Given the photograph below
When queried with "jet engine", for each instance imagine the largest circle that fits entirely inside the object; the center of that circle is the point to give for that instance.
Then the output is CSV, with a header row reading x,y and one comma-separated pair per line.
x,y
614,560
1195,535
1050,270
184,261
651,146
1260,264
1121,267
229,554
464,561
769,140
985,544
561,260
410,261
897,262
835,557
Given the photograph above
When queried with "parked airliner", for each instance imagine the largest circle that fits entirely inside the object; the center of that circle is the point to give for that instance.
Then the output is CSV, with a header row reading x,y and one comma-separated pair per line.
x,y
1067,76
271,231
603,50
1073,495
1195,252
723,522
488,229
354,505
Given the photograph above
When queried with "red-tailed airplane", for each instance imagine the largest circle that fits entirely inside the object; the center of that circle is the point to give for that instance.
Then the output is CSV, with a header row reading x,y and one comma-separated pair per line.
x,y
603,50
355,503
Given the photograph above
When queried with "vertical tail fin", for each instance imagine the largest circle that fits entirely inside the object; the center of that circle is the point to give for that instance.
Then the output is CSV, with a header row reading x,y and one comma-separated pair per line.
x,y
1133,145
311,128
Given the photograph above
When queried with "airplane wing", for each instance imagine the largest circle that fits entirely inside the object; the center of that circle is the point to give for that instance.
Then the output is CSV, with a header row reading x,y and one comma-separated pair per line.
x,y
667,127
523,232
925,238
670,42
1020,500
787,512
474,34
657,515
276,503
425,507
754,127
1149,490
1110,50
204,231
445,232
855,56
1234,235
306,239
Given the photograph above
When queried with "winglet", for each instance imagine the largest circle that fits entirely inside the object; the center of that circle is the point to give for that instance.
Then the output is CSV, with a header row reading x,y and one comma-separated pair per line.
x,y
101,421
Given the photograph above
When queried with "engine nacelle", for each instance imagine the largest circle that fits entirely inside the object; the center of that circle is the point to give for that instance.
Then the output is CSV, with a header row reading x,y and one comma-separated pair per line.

Exercise aim:
Go through the entries and repeat each one exactly.

Expected answer:
Given the photograph below
When queried with "jet engine", for each instance imagine the largest circle that fits entirely inside the object; the center of that circle is the point to give for that instance.
Then the output is CSV, with a header row reading x,y and one comma-separated pair per line.
x,y
614,560
1195,535
1050,270
184,261
651,146
1260,264
1121,267
229,554
464,561
769,140
985,544
561,260
410,261
897,262
835,557
Given the photograph above
When queried with "parked airliner", for each instance imagine the largest circle that fits entirely inside the object; the center of that circle is the point to give for that instance.
Then the output is CSV, with a header row reading x,y and one comma-separated pair per line.
x,y
1067,76
271,231
603,50
1073,495
1195,252
723,522
488,229
354,505
Given the photograph above
When queried with "red-tailed airplane", for each instance imagine the largest circle that fits entirely inside the object; the center of that circle is the point to give for that instance.
Then the output is CSV, with a header row reading x,y and one comma-separated pair per line.
x,y
603,50
355,503
Given the photograph above
When queried with "vertical tail fin", for each instance imagine the largest circle that fits entirely inside the object; the center of that circle is the point to give for that instance.
Then the output is CSV, with a header row reading x,y and one comma-separated pair per line.
x,y
1133,145
311,128
Given the photograph above
When queried with "airplane wing", for each instance imagine the largest circle that fits entirely inside the object; the center of that circle is the point to give for that instance.
Then the output is CSV, with a header row reading x,y and one comma-separated pair per line.
x,y
667,127
523,232
925,238
670,42
1020,500
787,512
474,34
657,515
276,503
425,507
754,127
1149,490
1110,50
204,231
445,232
855,56
1234,235
306,239
Given the photograph above
When queried with "winglet", for each instance imagine the largest circle that fits entirely inside the object; the center of that circle is the point to give for that instance.
Then the output is CSV, with a header row reading x,y and one comma-separated pair per line.
x,y
101,421
Given the photograph above
When queried with "engine nacelle", for each instance imagine the largest circle that fits entirely inside the object; the center of that circle is the point to give for that instance.
Then the output is CSV, with a header row reading x,y and one comma-separated pair per line.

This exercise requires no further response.